■ Exercise: Within the data below, copy each line where the string "engine" is found.

Stored data entries
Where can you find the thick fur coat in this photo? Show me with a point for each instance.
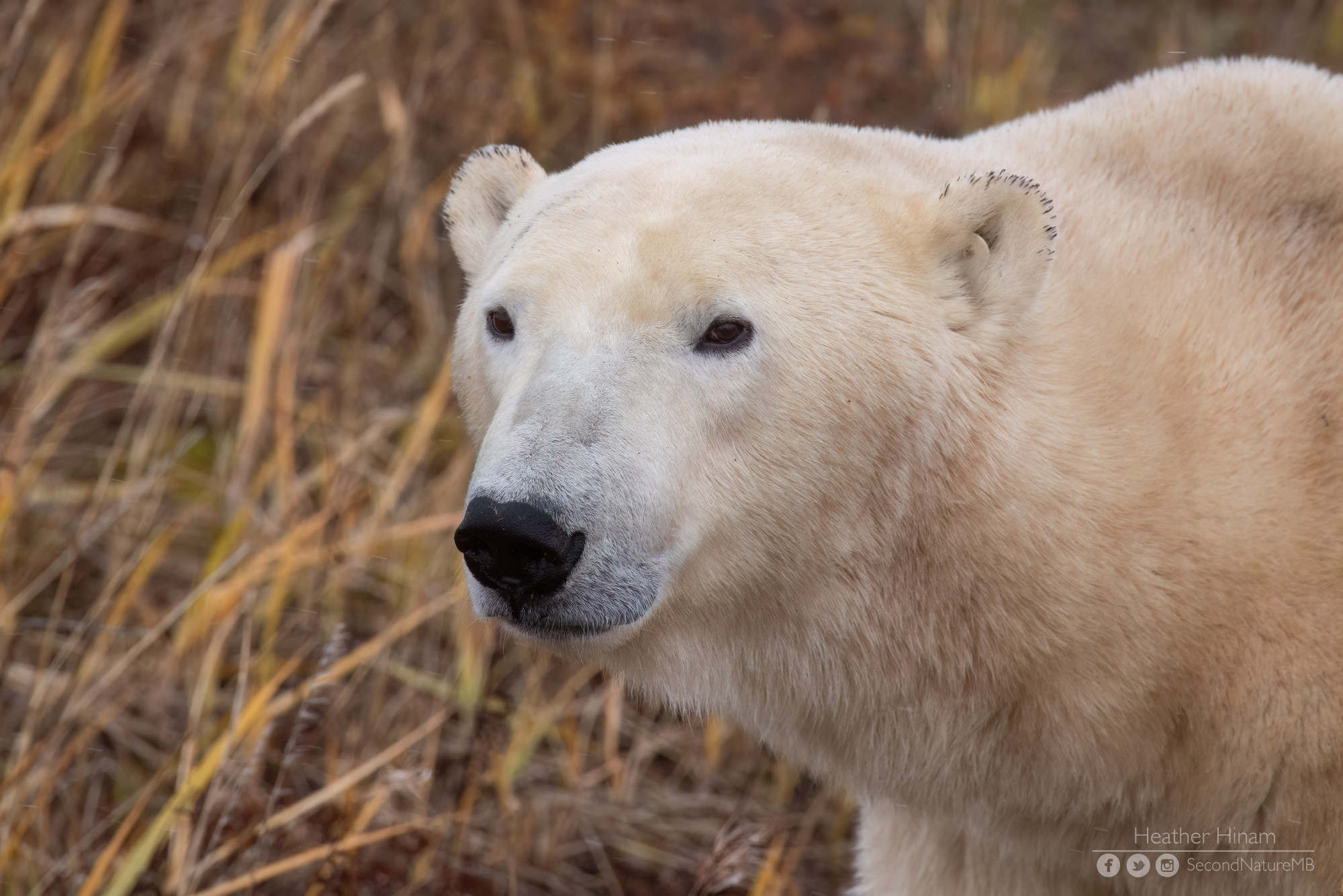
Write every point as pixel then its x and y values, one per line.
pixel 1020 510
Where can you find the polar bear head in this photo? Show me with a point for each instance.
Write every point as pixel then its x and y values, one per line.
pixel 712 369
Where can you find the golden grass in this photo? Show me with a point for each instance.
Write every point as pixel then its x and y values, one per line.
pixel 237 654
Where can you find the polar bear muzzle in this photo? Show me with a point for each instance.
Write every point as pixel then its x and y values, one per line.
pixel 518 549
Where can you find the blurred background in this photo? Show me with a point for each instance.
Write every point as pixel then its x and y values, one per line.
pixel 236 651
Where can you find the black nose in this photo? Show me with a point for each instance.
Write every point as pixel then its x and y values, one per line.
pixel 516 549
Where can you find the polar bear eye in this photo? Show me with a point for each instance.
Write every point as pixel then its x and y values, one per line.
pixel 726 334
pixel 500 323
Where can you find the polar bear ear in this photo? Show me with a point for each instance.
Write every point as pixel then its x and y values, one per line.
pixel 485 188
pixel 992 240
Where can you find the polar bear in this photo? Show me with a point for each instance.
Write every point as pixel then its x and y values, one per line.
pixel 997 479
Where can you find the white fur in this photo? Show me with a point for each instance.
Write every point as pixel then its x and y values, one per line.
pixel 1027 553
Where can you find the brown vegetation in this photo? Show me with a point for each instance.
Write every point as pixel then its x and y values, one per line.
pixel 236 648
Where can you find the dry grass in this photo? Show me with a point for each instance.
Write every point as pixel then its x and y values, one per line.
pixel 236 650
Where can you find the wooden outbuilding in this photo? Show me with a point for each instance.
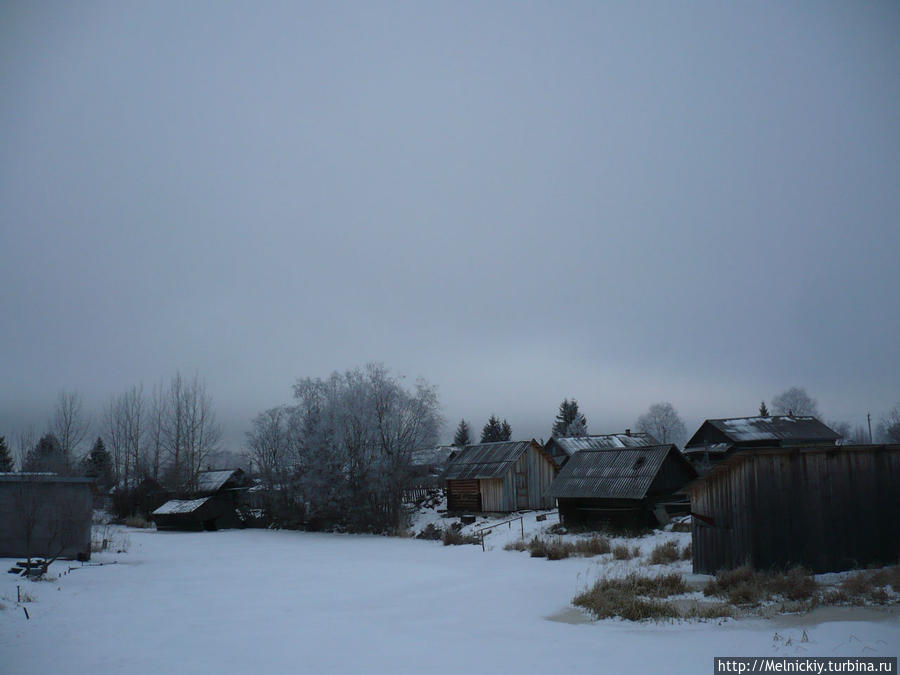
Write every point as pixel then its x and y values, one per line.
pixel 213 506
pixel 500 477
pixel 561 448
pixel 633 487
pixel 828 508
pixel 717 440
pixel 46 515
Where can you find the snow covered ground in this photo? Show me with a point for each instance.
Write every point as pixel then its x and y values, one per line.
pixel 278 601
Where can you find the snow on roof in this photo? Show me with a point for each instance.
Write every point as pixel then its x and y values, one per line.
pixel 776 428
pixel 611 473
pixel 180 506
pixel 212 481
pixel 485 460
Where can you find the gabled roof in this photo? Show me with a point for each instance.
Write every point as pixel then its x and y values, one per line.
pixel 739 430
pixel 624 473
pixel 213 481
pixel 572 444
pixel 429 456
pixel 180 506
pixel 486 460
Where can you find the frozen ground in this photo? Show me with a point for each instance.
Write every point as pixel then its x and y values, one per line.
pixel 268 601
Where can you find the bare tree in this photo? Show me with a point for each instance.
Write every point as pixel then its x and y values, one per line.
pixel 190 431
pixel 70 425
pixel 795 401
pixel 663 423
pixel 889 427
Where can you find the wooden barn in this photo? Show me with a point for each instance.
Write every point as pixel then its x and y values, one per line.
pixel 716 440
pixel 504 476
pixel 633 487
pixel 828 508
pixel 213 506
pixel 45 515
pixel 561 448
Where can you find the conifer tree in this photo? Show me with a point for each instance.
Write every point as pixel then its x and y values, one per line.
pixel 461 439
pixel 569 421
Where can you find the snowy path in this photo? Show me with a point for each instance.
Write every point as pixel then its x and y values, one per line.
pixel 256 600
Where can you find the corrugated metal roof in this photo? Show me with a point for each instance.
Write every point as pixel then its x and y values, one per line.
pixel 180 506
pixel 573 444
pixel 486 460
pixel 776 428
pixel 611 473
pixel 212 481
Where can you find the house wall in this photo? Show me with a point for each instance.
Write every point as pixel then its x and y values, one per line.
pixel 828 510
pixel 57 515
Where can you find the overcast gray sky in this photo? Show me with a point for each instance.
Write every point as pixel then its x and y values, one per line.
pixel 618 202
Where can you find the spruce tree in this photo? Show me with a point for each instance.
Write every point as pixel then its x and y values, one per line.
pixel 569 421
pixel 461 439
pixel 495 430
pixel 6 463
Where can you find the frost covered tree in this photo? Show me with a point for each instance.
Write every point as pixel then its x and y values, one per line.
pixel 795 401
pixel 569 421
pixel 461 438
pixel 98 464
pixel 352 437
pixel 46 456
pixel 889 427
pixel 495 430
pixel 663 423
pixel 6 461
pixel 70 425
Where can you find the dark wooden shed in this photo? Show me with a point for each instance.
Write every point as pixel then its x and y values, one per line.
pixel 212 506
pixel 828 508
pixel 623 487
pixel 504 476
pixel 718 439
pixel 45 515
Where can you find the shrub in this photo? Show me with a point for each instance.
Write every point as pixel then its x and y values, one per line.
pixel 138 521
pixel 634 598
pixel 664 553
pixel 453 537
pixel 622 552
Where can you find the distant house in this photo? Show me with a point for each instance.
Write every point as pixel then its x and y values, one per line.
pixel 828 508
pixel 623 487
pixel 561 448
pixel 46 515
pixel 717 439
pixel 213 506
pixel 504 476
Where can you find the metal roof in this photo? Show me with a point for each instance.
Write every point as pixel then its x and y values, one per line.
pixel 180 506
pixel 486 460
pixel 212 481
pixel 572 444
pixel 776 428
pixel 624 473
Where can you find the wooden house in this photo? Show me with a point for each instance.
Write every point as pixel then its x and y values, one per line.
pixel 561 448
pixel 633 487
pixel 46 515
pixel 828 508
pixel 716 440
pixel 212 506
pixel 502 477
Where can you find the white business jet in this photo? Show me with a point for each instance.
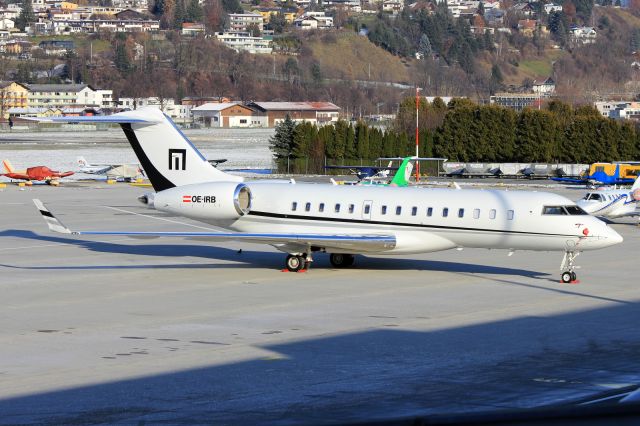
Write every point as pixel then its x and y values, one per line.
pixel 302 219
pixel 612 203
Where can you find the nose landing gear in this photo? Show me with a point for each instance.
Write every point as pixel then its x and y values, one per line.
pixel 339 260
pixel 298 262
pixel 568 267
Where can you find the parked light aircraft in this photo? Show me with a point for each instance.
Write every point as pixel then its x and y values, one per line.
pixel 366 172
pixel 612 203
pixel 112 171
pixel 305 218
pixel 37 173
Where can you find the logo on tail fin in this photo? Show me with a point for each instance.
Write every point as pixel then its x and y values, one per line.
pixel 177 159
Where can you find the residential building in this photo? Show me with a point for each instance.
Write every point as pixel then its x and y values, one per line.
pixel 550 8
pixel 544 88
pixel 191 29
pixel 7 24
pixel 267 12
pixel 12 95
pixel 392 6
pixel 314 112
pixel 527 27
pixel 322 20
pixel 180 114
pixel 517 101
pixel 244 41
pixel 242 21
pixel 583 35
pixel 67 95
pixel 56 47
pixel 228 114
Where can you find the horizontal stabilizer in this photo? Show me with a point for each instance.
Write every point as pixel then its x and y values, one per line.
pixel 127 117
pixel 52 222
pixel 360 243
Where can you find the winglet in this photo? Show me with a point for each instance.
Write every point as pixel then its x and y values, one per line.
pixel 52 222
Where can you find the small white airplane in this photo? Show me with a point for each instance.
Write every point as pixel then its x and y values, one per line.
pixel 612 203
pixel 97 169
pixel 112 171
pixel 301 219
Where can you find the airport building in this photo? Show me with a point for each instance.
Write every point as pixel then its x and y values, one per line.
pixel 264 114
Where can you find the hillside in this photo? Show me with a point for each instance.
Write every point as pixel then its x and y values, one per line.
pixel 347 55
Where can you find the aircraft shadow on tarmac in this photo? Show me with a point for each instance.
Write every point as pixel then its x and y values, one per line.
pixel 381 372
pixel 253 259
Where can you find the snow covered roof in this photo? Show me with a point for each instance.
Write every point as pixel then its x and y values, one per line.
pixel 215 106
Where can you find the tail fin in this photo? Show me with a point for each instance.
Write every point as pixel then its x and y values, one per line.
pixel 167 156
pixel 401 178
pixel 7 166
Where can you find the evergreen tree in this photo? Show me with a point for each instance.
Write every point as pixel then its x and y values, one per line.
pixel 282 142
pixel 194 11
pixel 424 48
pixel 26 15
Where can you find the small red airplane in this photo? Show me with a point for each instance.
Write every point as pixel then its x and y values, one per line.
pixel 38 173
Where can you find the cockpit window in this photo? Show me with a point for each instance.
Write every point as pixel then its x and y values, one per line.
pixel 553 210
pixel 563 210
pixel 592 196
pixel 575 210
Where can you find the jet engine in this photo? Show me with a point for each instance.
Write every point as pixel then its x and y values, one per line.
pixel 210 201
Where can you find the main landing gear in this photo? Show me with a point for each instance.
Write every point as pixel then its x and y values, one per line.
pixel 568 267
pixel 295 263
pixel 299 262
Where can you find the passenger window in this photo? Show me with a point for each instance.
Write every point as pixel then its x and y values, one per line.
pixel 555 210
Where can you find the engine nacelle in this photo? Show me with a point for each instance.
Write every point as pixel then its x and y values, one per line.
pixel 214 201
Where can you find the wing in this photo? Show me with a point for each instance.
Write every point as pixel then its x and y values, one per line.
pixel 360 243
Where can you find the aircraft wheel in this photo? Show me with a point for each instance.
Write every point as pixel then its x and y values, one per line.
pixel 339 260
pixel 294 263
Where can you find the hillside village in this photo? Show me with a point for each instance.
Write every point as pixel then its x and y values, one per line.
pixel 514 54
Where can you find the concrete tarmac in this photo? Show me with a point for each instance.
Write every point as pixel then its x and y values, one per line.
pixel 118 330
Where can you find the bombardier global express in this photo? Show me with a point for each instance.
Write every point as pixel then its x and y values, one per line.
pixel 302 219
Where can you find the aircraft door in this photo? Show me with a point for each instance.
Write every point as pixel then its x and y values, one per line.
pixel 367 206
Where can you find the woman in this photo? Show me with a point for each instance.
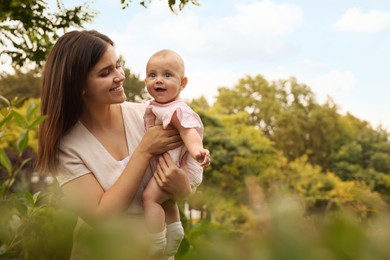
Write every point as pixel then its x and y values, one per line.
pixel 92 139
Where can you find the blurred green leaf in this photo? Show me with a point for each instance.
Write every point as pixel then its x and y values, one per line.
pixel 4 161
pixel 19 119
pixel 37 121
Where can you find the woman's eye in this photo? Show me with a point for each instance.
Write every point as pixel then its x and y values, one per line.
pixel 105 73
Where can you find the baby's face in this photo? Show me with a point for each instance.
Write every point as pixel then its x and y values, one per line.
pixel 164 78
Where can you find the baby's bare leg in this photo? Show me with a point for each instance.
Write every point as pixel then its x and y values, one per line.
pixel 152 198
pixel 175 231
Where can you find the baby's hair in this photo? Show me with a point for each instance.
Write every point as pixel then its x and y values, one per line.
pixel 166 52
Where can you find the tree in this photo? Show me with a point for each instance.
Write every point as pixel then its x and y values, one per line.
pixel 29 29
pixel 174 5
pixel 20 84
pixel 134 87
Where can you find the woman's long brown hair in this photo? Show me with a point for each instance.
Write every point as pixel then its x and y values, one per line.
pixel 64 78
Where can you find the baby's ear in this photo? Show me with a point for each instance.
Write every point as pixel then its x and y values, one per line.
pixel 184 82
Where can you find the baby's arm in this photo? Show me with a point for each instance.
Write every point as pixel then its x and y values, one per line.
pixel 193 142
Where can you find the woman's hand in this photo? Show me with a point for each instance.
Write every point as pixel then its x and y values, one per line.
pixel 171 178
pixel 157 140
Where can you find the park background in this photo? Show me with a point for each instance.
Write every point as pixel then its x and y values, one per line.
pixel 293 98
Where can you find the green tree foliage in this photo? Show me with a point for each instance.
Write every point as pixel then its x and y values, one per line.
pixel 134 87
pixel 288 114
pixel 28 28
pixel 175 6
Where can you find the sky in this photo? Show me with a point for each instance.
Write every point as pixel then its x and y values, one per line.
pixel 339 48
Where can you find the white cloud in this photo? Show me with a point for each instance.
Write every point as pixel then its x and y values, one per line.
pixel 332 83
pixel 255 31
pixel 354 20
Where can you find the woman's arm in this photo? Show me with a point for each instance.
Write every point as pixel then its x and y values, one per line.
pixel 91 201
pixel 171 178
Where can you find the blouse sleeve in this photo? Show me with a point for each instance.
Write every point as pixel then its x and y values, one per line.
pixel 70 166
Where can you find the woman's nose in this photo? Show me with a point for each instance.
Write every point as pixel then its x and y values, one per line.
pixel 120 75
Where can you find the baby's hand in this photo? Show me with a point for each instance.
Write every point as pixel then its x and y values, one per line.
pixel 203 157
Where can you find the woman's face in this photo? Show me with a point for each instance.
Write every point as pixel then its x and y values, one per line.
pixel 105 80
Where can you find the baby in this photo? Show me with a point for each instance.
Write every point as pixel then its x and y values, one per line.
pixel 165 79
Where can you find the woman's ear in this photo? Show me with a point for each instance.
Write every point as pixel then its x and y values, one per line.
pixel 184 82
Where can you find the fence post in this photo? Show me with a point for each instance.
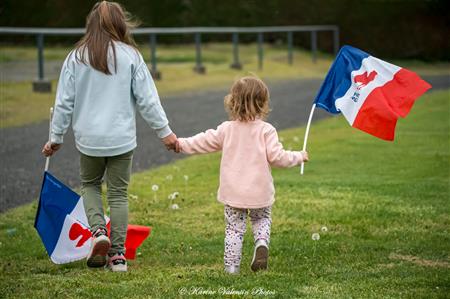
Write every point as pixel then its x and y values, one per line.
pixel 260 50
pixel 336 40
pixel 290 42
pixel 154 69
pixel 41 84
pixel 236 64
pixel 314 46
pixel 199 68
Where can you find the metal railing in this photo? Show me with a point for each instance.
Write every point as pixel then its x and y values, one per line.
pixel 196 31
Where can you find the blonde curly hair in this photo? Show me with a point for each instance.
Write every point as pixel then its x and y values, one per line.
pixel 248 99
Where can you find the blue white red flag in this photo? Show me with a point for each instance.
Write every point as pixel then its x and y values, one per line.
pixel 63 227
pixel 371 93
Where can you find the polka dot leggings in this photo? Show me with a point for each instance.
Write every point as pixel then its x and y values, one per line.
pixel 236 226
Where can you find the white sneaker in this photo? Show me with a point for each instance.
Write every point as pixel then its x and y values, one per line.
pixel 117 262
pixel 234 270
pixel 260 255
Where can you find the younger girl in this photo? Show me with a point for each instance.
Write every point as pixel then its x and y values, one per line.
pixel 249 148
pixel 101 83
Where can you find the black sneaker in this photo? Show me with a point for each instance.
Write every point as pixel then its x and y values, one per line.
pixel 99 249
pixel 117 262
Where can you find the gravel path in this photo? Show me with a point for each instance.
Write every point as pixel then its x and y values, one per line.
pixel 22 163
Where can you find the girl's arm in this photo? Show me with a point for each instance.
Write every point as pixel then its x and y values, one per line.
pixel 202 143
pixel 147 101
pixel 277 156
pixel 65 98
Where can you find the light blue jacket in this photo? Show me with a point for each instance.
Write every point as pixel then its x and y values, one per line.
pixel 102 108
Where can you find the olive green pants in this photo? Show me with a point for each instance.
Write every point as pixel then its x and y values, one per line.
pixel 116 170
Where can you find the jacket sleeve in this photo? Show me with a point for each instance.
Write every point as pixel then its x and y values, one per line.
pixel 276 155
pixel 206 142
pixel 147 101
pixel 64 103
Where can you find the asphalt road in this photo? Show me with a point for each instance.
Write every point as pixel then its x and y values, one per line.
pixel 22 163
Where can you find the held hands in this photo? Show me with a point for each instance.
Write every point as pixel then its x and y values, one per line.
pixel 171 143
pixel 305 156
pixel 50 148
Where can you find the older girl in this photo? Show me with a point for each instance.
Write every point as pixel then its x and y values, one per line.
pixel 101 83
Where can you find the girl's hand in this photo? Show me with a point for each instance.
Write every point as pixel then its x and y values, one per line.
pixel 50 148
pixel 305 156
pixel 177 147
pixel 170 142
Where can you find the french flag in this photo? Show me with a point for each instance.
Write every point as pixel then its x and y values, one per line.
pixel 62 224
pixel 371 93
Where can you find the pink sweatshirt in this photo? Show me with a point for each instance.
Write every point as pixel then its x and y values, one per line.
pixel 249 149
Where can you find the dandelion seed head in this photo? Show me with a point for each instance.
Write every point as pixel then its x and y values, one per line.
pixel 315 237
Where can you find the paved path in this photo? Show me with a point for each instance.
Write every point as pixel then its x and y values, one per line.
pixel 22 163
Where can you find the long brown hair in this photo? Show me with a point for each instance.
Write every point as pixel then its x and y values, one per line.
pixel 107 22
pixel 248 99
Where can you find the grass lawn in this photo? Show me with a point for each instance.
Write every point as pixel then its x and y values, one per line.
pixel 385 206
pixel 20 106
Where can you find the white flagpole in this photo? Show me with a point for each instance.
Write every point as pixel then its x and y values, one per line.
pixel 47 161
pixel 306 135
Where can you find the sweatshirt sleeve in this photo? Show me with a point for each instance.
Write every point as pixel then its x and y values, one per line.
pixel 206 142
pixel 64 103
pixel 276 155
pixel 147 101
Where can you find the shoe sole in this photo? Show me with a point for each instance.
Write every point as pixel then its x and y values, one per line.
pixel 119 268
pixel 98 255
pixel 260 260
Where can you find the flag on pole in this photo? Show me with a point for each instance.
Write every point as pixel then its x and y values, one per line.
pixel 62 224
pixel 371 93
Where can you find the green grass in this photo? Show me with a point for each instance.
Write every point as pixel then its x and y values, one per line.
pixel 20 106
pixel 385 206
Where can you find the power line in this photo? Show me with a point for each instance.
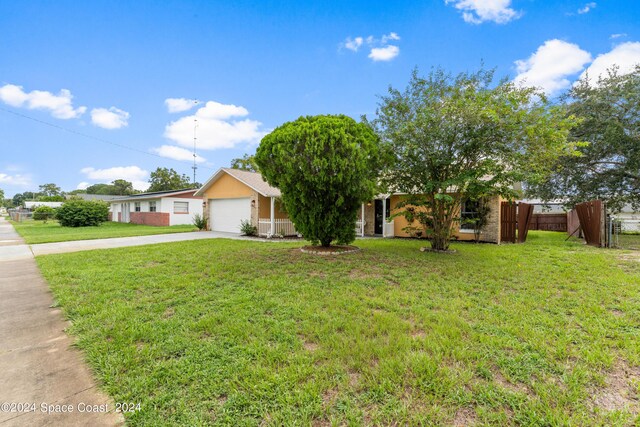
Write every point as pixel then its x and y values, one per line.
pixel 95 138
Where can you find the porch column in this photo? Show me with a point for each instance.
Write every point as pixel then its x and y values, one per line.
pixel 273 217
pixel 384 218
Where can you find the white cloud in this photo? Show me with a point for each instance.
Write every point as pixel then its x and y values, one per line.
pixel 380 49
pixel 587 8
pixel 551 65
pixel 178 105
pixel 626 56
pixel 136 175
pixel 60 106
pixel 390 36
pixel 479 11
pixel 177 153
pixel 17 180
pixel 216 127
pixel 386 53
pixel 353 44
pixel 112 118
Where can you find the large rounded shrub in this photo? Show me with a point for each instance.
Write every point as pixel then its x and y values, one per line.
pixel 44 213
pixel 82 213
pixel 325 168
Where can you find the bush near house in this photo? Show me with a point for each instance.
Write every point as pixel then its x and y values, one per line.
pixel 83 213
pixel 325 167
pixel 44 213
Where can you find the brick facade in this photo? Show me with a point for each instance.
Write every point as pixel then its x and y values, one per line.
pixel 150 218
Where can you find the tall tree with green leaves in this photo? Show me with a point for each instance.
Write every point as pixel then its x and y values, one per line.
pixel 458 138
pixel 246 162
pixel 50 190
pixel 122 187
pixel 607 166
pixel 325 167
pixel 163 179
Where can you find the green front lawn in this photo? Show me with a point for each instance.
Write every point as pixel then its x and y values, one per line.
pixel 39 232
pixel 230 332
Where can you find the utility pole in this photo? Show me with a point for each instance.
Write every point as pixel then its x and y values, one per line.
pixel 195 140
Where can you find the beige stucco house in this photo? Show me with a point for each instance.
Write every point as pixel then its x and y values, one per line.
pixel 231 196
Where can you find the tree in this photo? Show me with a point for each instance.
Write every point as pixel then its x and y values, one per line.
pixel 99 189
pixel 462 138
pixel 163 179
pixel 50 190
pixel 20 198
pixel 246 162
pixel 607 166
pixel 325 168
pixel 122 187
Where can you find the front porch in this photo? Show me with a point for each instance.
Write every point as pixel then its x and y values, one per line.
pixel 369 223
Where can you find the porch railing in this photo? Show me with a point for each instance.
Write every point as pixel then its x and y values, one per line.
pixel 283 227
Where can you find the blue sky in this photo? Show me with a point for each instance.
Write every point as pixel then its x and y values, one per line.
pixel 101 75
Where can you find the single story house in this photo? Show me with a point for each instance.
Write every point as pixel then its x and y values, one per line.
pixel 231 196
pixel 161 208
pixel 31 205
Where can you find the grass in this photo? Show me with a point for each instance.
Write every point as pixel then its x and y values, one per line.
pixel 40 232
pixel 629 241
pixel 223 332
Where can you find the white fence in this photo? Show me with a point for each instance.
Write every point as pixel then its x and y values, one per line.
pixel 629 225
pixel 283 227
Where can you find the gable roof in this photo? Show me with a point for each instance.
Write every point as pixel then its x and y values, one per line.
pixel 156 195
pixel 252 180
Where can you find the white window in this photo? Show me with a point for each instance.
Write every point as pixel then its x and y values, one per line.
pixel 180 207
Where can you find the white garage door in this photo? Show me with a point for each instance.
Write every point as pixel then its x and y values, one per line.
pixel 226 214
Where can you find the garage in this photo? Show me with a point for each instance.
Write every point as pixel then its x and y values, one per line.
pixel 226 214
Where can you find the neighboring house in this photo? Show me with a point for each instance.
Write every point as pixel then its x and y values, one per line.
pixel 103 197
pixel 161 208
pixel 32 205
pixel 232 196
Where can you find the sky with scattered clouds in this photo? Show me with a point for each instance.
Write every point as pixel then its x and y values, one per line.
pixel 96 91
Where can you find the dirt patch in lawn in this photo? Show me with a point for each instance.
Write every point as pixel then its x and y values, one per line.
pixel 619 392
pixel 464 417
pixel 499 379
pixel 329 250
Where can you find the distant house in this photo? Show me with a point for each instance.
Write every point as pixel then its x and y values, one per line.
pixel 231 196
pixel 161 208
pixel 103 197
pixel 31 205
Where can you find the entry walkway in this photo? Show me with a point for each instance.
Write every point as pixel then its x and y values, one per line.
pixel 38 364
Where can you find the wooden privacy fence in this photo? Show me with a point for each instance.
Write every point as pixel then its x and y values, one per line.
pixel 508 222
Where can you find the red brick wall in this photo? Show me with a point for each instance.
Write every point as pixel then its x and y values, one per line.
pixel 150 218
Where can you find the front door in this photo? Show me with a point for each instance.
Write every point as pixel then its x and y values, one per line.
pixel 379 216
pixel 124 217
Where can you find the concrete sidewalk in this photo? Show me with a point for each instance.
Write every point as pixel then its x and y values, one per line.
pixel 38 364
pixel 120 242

■ Answer space:
Where can you find the jet engine in this photo? Show me with a point for each instance.
Where can you find the engine nacelle in this photo? Show me with a point for each instance.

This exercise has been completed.